Excerpt.
- - - - -

Monday, November 19, 2012

You can't fight City Hall, but you can annoy it a little


I’ve been to a lot of town council meetings. Some are interesting. Most are not.

But I do find town councils interesting in general, just in a how-things-work kind of way. How things work currently is to ask the federal and state governments for money.

(This is not the interesting part. This is the depressing part. Regardless of where you stand politically, it’s depressing to think that towns used to be able to have things like sidewalks and stoplights on their own dime and now they can’t.)

What’s interesting is all the bits that still work the way they’re supposed to. How the police department connects to the fire department which needs the help of the water department which of course is tied to the sewer department and on and on and on. Tab A goes in slot B and then you wind it up and hey presto! A town!

- - - - -

Your tasks.
1. Answer these questions about the post on town councils.
(a) On what date was the post published?
(b) According to the post, whom do towns currently ask for money?
(c) Which department does the post say the fire department needs the help of?
2. Quote the rows below, starting at the line that contains "Indicate the yellow" and stopping after the line that contains "(1238, 594)".

- - - - -

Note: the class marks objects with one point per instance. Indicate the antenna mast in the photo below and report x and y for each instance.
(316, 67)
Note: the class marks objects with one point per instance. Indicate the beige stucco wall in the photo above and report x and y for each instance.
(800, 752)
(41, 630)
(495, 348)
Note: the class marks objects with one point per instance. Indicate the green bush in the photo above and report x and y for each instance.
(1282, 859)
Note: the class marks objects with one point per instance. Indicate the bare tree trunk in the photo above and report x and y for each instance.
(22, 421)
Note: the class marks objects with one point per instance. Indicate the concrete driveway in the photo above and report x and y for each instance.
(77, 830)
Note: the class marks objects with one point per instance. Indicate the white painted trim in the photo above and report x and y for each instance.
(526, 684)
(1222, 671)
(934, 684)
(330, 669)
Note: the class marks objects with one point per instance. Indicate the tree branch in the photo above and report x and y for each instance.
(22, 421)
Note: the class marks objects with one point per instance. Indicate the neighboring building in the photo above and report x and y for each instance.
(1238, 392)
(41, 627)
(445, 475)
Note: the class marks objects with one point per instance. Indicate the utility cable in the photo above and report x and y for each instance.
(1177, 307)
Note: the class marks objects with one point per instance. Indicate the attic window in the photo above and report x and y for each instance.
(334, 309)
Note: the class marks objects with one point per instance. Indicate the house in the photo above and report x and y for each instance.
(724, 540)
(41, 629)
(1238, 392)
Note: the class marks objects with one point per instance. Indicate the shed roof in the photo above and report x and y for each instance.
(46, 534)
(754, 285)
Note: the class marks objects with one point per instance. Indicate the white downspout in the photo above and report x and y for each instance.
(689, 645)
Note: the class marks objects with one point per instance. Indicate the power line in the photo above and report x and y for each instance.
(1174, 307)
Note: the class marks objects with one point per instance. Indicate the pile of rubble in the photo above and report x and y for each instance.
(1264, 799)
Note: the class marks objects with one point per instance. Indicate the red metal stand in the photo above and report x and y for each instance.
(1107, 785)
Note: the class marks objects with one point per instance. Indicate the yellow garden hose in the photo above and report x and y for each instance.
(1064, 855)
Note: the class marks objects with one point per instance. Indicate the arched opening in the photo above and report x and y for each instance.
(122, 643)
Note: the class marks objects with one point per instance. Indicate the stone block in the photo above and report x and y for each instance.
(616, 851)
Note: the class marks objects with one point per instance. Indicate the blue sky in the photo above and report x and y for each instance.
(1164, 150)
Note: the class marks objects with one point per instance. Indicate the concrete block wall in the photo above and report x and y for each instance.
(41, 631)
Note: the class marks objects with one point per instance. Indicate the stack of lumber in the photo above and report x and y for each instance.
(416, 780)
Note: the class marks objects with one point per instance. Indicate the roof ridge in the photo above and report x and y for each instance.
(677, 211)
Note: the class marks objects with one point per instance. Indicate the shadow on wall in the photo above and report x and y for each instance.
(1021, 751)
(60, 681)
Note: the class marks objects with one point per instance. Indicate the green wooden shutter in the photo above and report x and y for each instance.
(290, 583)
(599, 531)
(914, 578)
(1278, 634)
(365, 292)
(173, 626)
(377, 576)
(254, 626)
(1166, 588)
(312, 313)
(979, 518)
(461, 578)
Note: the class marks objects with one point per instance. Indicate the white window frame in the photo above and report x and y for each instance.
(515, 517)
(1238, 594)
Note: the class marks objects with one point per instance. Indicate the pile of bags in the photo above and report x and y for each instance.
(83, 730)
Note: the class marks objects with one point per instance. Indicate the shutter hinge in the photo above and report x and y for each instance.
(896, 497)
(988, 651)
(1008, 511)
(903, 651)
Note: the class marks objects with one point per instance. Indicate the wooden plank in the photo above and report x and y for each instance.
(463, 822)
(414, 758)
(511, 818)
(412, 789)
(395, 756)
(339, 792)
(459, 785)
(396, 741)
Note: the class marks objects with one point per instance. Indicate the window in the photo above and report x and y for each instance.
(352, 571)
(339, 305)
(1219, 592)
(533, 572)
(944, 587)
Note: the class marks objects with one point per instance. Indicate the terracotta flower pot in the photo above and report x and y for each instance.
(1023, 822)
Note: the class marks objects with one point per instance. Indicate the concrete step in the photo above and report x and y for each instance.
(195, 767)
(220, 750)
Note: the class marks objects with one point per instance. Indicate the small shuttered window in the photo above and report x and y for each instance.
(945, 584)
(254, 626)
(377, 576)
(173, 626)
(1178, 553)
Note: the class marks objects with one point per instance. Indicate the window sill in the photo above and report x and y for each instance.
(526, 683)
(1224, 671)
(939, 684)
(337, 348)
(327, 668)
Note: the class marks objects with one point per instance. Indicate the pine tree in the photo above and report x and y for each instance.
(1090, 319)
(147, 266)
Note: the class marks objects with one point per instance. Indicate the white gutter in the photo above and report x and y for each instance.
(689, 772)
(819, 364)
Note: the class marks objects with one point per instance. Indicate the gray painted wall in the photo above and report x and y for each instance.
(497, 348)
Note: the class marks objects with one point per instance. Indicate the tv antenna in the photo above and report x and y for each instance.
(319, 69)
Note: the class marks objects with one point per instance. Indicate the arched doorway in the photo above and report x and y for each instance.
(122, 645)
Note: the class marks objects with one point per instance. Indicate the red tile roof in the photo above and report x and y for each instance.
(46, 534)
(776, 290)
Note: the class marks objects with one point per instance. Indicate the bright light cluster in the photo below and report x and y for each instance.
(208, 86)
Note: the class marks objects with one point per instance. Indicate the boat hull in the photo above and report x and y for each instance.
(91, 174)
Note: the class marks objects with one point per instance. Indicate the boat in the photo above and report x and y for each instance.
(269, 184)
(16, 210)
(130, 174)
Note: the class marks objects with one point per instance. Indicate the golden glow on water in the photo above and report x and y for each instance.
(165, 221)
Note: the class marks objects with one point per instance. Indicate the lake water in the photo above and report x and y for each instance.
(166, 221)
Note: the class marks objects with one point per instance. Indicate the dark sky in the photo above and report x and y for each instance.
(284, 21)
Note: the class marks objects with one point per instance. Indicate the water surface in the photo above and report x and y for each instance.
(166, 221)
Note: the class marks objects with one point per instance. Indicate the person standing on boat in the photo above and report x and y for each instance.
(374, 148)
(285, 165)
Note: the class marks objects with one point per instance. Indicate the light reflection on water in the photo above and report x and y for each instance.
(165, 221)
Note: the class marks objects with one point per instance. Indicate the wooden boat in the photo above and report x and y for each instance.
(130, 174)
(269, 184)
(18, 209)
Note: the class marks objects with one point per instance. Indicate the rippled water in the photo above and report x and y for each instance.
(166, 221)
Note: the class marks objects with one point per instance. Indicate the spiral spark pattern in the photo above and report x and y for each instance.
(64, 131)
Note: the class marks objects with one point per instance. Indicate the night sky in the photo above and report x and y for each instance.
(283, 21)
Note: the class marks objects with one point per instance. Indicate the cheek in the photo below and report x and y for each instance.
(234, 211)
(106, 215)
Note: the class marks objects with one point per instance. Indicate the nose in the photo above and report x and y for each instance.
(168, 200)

- - - - -

Final answers.
1.
(a) Monday, November 19, 2012.
(b) The federal and state governments.
(c) The water department.

2.
Note: the class marks objects with one point per instance. Indicate the yellow garden hose in the photo above and report x and y for each instance.
(1064, 855)
Note: the class marks objects with one point per instance. Indicate the arched opening in the photo above and report x and y for each instance.
(122, 643)
Note: the class marks objects with one point per instance. Indicate the stone block in the photo above and report x and y for each instance.
(616, 851)
Note: the class marks objects with one point per instance. Indicate the blue sky in the photo above and report x and y for each instance.
(1164, 150)
Note: the class marks objects with one point per instance. Indicate the concrete block wall in the photo above and report x and y for each instance.
(41, 631)
Note: the class marks objects with one point per instance. Indicate the stack of lumber in the photo above and report x and y for each instance.
(416, 780)
Note: the class marks objects with one point per instance. Indicate the roof ridge in the photo above and report x and y for each instance.
(677, 211)
Note: the class marks objects with one point per instance. Indicate the shadow on wall in the photo above and report x and y for each instance.
(1021, 751)
(60, 681)
Note: the class marks objects with one point per instance. Indicate the green wooden shutter in the photo above and report x and y for each instance.
(290, 583)
(599, 531)
(914, 578)
(1278, 634)
(365, 292)
(173, 626)
(377, 576)
(254, 626)
(1166, 588)
(312, 313)
(979, 518)
(461, 578)
Note: the class marks objects with one point per instance. Indicate the white window frame in the photo above and report x and y for each instance.
(515, 517)
(1238, 594)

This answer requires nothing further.